# To do
Copy every row below word for word, leaving out the pictures.

# Pointing dataset excerpts
┄┄┄┄┄┄┄┄┄┄┄┄┄┄┄┄┄┄┄┄

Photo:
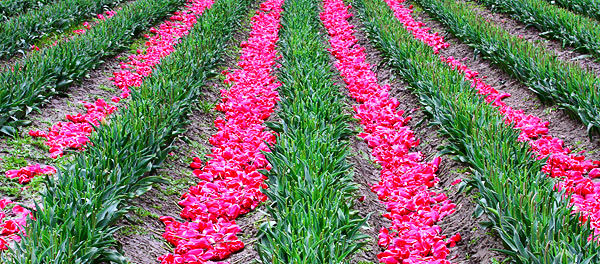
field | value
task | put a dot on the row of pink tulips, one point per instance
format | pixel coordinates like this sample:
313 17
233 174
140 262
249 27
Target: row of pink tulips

┄┄┄┄┄┄┄┄┄┄┄┄┄┄┄┄┄┄┄┄

# Result below
Photo:
field | value
task | put a dot on the row of pink tulips, one point per instance
format | pixel coordinates like this sample:
313 17
233 174
140 262
249 27
Target: row of pink tulips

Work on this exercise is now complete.